Aim:
Render all the records below as a JSON list of strings, with one string per line and blank lines left out.

>> Start Given records

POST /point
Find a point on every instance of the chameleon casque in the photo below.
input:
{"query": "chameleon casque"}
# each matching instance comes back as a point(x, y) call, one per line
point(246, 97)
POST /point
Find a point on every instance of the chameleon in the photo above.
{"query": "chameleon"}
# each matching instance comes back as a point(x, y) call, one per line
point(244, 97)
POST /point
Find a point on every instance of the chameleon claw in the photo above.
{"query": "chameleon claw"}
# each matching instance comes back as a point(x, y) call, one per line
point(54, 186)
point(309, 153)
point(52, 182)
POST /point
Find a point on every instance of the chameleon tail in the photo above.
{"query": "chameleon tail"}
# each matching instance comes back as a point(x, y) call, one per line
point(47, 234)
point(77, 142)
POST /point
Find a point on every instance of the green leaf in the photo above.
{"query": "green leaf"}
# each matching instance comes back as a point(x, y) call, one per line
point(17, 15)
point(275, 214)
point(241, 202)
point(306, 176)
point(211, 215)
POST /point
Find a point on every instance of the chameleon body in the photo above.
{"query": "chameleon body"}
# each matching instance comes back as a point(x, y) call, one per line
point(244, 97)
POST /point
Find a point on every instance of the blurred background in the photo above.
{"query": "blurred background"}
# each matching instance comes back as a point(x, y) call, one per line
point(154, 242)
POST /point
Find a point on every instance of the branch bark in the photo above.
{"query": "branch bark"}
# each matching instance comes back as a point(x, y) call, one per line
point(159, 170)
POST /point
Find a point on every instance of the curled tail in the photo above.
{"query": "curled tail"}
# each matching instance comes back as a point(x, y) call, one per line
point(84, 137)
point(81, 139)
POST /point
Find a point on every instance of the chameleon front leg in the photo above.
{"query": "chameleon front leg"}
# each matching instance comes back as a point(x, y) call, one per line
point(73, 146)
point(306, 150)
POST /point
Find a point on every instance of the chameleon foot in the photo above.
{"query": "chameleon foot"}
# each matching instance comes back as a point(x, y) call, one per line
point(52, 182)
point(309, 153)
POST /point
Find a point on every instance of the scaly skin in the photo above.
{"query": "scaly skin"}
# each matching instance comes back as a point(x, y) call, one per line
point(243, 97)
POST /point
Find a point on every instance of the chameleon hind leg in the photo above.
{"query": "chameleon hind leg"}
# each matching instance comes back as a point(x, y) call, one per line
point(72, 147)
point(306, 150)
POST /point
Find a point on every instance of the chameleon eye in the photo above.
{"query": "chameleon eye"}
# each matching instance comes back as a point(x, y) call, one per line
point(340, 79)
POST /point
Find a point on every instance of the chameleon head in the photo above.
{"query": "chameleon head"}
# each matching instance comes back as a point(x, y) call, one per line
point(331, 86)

>> End Given records

Exercise output:
[
  "POST /point",
  "Find a point on every instance of the chameleon casque in the photo below.",
  "input:",
  "{\"query\": \"chameleon casque\"}",
  "# each matching instance comes back as a point(x, y) call, one per line",
  "point(246, 97)",
  "POST /point",
  "Find a point on every instance of the chameleon in the photo above.",
  "{\"query\": \"chameleon\"}",
  "# each matching instance comes back as a point(x, y) call, one per line",
  "point(244, 97)",
  "POST /point",
  "Find a point on every instance of the chameleon claw in the photo above.",
  "{\"query\": \"chameleon claw\"}",
  "# each matching instance comes back as a point(x, y) call, one per line",
  "point(54, 186)",
  "point(309, 153)",
  "point(52, 182)",
  "POST /point",
  "Find a point on every instance of the chameleon tail in the photo above.",
  "{\"query\": \"chameleon tail\"}",
  "# each matching instance comes back as a point(x, y) call, one per line",
  "point(47, 234)",
  "point(77, 142)",
  "POST /point",
  "Find a point on every instance of the green leaf in the photo above.",
  "{\"query\": \"green leaf\"}",
  "# each matching instance comes back as a point(x, y) call, one per line",
  "point(17, 15)",
  "point(275, 214)",
  "point(241, 202)",
  "point(306, 176)",
  "point(211, 215)",
  "POST /point",
  "Find a point on every instance of the chameleon body in the photo above.",
  "{\"query\": \"chameleon body\"}",
  "# each matching instance comes back as a point(x, y) call, one per line",
  "point(244, 97)",
  "POST /point",
  "Find a point on every instance of the blurred background in the photo above.",
  "{\"query\": \"blurred background\"}",
  "# each matching instance comes back as a point(x, y) call, one per line",
  "point(154, 242)",
  "POST /point",
  "Find a point on every instance of the branch bark in the photo above.",
  "{\"query\": \"branch bark\"}",
  "# each matching instance comes back as a point(x, y) call, one per line",
  "point(159, 170)",
  "POST /point",
  "Find a point on every instance of the curled tail in the photo above.",
  "{\"query\": \"curled tail\"}",
  "# each matching instance comes back as a point(x, y) call, one per line",
  "point(84, 137)",
  "point(81, 139)",
  "POST /point",
  "Find a point on every instance of the chameleon front leg in the photo above.",
  "{\"query\": \"chameleon front leg\"}",
  "# each matching instance comes back as a point(x, y) call, one per line",
  "point(73, 146)",
  "point(306, 150)",
  "POST /point",
  "Find a point on every instance of the chameleon foot in the photo above.",
  "{\"query\": \"chameleon foot\"}",
  "# each matching instance comes back as a point(x, y) call, one per line",
  "point(52, 182)",
  "point(309, 153)",
  "POST /point",
  "Find a point on every instance of the scaly skin in the photo above.",
  "{\"query\": \"scaly skin\"}",
  "# each matching instance comes back as a point(x, y) call, one per line",
  "point(243, 97)",
  "POST /point",
  "Find a point on every instance of the chameleon hind leg in the photo above.",
  "{\"query\": \"chameleon hind leg\"}",
  "# each matching instance comes back as a point(x, y) call, one per line",
  "point(72, 147)",
  "point(306, 150)",
  "POST /point",
  "Find a point on every instance of the chameleon eye in the photo above.",
  "{\"query\": \"chameleon eye\"}",
  "# each matching instance comes back as a point(x, y) call, one per line",
  "point(340, 79)",
  "POST /point",
  "Find a point on every instance of the chameleon head in the photo above.",
  "{\"query\": \"chameleon head\"}",
  "# each matching instance comes back as a point(x, y) call, one per line",
  "point(331, 86)"
]